** BEGIN **

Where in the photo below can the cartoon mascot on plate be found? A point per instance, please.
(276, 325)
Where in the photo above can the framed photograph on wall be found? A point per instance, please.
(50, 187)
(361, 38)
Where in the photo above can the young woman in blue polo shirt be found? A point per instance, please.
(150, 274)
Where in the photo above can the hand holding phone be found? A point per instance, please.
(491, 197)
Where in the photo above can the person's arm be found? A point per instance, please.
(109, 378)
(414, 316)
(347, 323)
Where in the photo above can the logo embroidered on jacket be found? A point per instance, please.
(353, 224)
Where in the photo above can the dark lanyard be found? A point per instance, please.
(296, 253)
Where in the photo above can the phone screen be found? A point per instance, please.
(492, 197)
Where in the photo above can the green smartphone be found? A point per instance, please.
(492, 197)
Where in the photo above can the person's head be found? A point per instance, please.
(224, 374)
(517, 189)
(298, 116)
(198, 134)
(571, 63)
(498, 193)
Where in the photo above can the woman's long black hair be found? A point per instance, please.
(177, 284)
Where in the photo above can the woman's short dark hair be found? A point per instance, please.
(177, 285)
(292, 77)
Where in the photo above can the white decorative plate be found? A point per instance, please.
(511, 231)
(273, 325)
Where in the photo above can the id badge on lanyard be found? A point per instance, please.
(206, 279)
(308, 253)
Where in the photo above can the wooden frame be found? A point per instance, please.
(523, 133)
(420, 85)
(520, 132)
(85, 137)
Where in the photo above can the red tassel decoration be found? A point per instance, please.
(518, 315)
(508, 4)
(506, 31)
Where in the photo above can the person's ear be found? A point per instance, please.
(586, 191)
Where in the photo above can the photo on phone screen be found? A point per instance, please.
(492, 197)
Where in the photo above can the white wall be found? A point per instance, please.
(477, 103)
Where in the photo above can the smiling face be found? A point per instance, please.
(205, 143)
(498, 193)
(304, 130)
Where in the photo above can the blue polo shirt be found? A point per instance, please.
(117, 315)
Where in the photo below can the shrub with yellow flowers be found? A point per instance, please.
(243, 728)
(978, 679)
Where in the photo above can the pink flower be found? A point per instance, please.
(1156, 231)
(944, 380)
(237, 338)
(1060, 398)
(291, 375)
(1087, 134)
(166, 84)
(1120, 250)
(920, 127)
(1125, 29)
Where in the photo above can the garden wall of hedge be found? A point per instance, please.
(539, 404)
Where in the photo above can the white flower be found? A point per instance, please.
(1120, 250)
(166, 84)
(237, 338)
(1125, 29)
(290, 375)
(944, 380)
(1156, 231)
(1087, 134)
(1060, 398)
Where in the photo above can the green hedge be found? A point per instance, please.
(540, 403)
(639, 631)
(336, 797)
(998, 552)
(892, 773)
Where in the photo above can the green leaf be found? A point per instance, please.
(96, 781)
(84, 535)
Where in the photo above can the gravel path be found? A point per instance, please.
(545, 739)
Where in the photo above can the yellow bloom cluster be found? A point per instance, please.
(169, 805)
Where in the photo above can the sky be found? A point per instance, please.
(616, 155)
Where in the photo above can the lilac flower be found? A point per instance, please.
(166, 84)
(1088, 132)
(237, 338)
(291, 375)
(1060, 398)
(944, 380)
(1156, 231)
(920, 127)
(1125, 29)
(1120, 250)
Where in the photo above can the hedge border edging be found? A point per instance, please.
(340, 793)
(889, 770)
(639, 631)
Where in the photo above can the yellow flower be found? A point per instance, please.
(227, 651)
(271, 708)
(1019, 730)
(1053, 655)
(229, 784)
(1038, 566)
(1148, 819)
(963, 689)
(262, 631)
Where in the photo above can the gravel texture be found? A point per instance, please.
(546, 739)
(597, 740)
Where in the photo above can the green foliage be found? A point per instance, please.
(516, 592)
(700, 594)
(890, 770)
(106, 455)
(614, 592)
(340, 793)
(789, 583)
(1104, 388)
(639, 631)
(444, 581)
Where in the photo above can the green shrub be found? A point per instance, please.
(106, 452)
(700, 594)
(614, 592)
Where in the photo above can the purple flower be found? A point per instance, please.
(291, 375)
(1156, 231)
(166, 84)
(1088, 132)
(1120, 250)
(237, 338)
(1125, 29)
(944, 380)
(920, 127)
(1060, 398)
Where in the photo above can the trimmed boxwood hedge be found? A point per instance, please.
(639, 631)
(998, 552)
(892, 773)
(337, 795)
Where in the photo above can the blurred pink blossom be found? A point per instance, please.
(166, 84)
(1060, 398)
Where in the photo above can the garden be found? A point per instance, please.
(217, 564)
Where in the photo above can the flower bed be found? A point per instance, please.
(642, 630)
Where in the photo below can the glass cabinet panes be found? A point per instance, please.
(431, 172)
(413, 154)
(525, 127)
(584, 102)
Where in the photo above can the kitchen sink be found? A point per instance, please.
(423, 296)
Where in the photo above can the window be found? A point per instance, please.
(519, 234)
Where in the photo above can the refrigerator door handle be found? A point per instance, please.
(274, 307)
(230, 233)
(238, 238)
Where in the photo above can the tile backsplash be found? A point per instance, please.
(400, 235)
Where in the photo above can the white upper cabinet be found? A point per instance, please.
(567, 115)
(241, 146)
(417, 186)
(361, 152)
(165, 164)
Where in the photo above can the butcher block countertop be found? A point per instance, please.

** END **

[Written instruction] Please output the entire listing exactly as it stands.

[Answer in full]
Where in the photo below can the cartoon mascot on plate be found? A point per instance, please.
(276, 325)
Where in the photo above can the framed photograph on wall be found? A point per instance, please.
(50, 187)
(361, 38)
Where in the photo above can the young woman in blue polo shirt be found? A point per instance, please.
(150, 274)
Where in the photo above can the hand holding phone be found? A point per instance, please.
(491, 197)
Where in the photo above can the person's arm be found? A point per instance, please.
(109, 378)
(414, 316)
(347, 323)
Where in the photo above can the logo embroidered on jacket be found? A point per instance, please.
(353, 224)
Where in the photo above can the dark lanyard be found? A point per instance, please.
(296, 253)
Where in the photo above can the phone screen be found? A point per instance, please.
(492, 197)
Where in the photo above can the green smartphone be found? A point per instance, please.
(492, 197)
Where in the photo above can the person's head be found? A point per instance, please.
(224, 374)
(517, 189)
(298, 116)
(198, 134)
(571, 63)
(498, 193)
Where in the photo above can the woman's long black hair be found? A point per instance, please.
(177, 284)
Where in the photo above can the woman's short dark hair be found? A point per instance, please.
(177, 285)
(292, 77)
Where in the photo above can the white decorative plate be found? A point per instance, please.
(511, 231)
(273, 325)
Where in the photo above can the id badge on lanyard be found? A point per instance, please.
(206, 279)
(308, 253)
Where in the photo above can the wooden frame be found? A point per instance, please.
(523, 133)
(420, 85)
(520, 132)
(85, 137)
Where in the photo above can the red tassel decoration be found? A point per instance, please.
(518, 315)
(508, 4)
(506, 31)
Where in the photo above can the person's ear be found? A point per instance, please.
(586, 191)
Where in the photo above can the photo on phone screen be found? A point per instance, please.
(492, 197)
Where in the photo above can the white wall be found? A point per instance, please.
(477, 103)
Where in the photo above can the smiling face be found? A point per instance, please.
(205, 143)
(498, 193)
(304, 130)
Where in the photo above can the blue polo shirt be found? A point per instance, please.
(117, 315)
Where in the photo below can the shrub with yellow flowers be found? A point per instance, please.
(243, 728)
(978, 679)
Where in the photo above can the pink flower be found? A point per instance, please.
(1156, 231)
(944, 380)
(237, 338)
(1060, 398)
(291, 375)
(1087, 134)
(166, 84)
(1120, 250)
(920, 127)
(1125, 29)
Where in the photo above can the garden wall of hedge be found? A point per instance, please.
(539, 404)
Where in the photo above can the white flower be found? A point per instance, please.
(1120, 250)
(166, 84)
(237, 338)
(1125, 29)
(290, 375)
(944, 380)
(1156, 231)
(1087, 134)
(1060, 398)
Where in the photo above can the green hedge be found? A point per instance, please.
(540, 403)
(639, 631)
(336, 797)
(998, 552)
(892, 773)
Where in the photo above can the green leaf be found? A point per instance, please.
(96, 781)
(84, 535)
Where in the photo above can the gravel path be found? A point per instance, please.
(545, 739)
Where in the photo above can the yellow bloom cluster be found? A point per instance, please.
(169, 805)
Where in the photo above can the sky be found? A point per instance, please.
(616, 155)
Where in the photo above can the lilac flower be found? A point per instance, please.
(166, 84)
(1088, 132)
(237, 338)
(291, 375)
(1060, 398)
(944, 380)
(1156, 231)
(920, 127)
(1125, 29)
(1120, 250)
Where in the photo above can the hedge border edging be found? A point per instance, please.
(340, 793)
(889, 770)
(639, 631)
Where in the photo above can the yellow flower be found? A point per instance, please.
(227, 651)
(271, 708)
(1019, 730)
(1053, 655)
(229, 784)
(1038, 566)
(1148, 819)
(963, 689)
(262, 631)
Where in the photo above can the gravel texture be found? A point per instance, please.
(546, 739)
(597, 740)
Where in the photo above can the green foliage be found? A point per instance, please.
(516, 592)
(700, 594)
(890, 770)
(106, 455)
(614, 592)
(340, 793)
(789, 583)
(1104, 388)
(639, 631)
(444, 581)
Where in the photo above can the green shrub be found? A point per instance, please.
(106, 452)
(700, 594)
(614, 592)
Where in the photo above can the purple flower be found? A point per instance, please.
(291, 375)
(1156, 231)
(166, 84)
(1088, 132)
(1120, 250)
(237, 338)
(1125, 29)
(944, 380)
(920, 127)
(1060, 398)
Where in the photo above can the trimmed boxwood hedge be found? A point per instance, please.
(639, 631)
(998, 552)
(892, 773)
(337, 795)
Where in the photo above can the blurred pink blossom be found? A point per instance, please.
(166, 84)
(1060, 398)
Where in the photo above can the garden be found? A point per instance, please.
(217, 564)
Where in the photo above can the flower bed be found? A point per instance, please.
(642, 630)
Where in the photo below can the glass cabinet panes be found? A point per instance, please.
(431, 172)
(413, 154)
(525, 127)
(584, 102)
Where in the photo above can the kitchen sink be found? A point per instance, please.
(423, 296)
Where in the photo above can the window be found? A point per instance, please.
(519, 234)
Where in the photo above can the refrigerator door handle be found? A point per instance, please.
(274, 307)
(230, 233)
(238, 238)
Where in the photo above can the tile backsplash be found? A point per instance, please.
(400, 235)
Where in the photo above can the white upper cabinet be found? A point per instance, please.
(567, 115)
(241, 146)
(417, 186)
(361, 152)
(165, 164)
Where in the photo above can the butcher block countertop be found? A point per instance, please.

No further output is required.